Problem 1: Switch "Review-Journal" to "paper" and give the police shootings text again, everything from "Research shows" down to "year since then.".
Problem 2:
Answer these questions from the police shootings text:
(a) How many officers involved in shooting incidents over 34 years were found at fault?
(b) How many people did Clark County cops kill in shootings since 1990?
(c) How many people did El Paso County sheriff's deputies kill from 2008 through 2011?
Problem 3: Rewrite the paragraph of the police shootings text that begins "The Scott case, the subsequent lawsuit" as a bulleted list that keeps its main facts.

Page extract:

# # # # #

Police later claimed Erik was carrying two guns: one found by medics and a second he had drawn on officers. “He never carried a second gun,” his father says. Scott notes it would have been easy for police to learn about his son’s other guns, because Erik’s permit in his wallet listed all the guns he was licensed to carry.
“Everyone who testified [at the coroner’s inquest] said he was unremarkable and didn’t pose a threat,” Scott says.
But evidence at the inquest showed Erik had been taking pain killers — for a back injury, his doctor testified — leading authorities to depict him as a drug abuser, Scott says.
The shooting was ruled justified. Not surprising in a city where only one officer of the 194 involved in shooting incidents in 34 years was found at fault, and he wasn’t prosecuted, Scott says.
Research shows
The Scott case, the subsequent lawsuit and questions raised about other shootings prompted the Review-Journal to study local cops’ use of force. It found that since 1990, Clark County cops racked up 378 shootings, killing 142 people. Las Vegas officers were responsible for 81 percent of the deaths. Others happened in North Las Vegas and Henderson and other agencies. The newspaper also reported that frequency of killings in Clark County rose from an average of 12 a year from 1990 to 2000 to an average of 21 a year since then.
In comparison, the Colorado Springs Police Department and El Paso County Sheriff’s Office logged six officer-involved shootings each from 2008 through 2011, an average of three per year. Springs Police killed three people, while sheriff’s deputies killed four.

# # # # #

Region pointing data

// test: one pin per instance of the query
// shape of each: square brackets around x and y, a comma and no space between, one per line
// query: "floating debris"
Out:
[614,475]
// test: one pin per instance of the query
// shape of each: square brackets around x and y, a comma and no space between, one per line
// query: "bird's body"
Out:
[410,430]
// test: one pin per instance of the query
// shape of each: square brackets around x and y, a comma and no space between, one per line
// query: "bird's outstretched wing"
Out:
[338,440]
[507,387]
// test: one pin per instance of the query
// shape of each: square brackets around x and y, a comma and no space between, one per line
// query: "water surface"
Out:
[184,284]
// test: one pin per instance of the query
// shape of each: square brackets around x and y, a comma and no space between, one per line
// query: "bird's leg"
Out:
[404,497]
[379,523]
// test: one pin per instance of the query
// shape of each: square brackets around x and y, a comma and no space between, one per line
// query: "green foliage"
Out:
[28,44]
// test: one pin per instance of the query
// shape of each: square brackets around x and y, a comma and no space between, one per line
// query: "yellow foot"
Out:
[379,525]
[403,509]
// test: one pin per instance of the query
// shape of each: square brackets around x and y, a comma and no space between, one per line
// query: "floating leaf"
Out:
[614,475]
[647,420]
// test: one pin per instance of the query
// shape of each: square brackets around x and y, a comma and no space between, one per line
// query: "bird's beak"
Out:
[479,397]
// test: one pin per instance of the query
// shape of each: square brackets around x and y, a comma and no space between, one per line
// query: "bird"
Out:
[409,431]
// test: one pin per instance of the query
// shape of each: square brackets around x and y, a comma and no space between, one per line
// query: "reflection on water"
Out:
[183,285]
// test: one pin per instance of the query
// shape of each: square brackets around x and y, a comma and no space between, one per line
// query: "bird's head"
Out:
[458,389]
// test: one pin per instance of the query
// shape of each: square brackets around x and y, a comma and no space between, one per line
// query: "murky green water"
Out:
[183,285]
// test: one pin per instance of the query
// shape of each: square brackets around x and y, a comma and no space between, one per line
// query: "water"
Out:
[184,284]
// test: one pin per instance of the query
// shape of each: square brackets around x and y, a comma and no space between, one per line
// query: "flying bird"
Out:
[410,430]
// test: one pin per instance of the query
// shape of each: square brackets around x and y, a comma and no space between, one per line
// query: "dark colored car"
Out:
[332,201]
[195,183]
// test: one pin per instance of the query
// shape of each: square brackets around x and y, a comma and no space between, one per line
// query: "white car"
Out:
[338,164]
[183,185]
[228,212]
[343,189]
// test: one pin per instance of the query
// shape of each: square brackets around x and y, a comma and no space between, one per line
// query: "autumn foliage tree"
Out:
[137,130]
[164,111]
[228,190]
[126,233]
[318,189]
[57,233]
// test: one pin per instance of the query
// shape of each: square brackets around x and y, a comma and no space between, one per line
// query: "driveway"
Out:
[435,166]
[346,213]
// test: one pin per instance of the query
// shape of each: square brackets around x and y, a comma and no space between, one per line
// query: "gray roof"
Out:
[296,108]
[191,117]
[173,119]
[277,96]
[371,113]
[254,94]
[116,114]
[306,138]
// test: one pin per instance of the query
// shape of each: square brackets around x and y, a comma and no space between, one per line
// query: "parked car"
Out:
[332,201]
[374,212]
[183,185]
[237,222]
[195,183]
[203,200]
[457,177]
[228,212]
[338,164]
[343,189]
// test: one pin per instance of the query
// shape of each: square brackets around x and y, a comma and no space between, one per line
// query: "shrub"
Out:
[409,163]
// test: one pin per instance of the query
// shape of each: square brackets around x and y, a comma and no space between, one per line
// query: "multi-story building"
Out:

# # # # #

Solution 1:
Research shows
The Scott case, the subsequent lawsuit and questions raised about other shootings prompted the paper to study local cops’ use of force. It found that since 1990, Clark County cops racked up 378 shootings, killing 142 people. Las Vegas officers were responsible for 81 percent of the deaths. Others happened in North Las Vegas and Henderson and other agencies. The newspaper also reported that frequency of killings in Clark County rose from an average of 12 a year from 1990 to 2000 to an average of 21 a year since then.

Solution 2:
(a) One of the 194 officers.
(b) 142 people.
(c) Four people.

Solution 3:
- The Scott case, the lawsuit that followed and questions about other shootings led the Review-Journal to study local police use of force.
- Since 1990, Clark County cops had 378 shootings and killed 142 people.
- Las Vegas officers accounted for 81 percent of the deaths. The rest involved North Las Vegas, Henderson and other agencies.
- Killings in Clark County rose from an average of 12 a year in 1990–2000 to an average of 21 a year since then.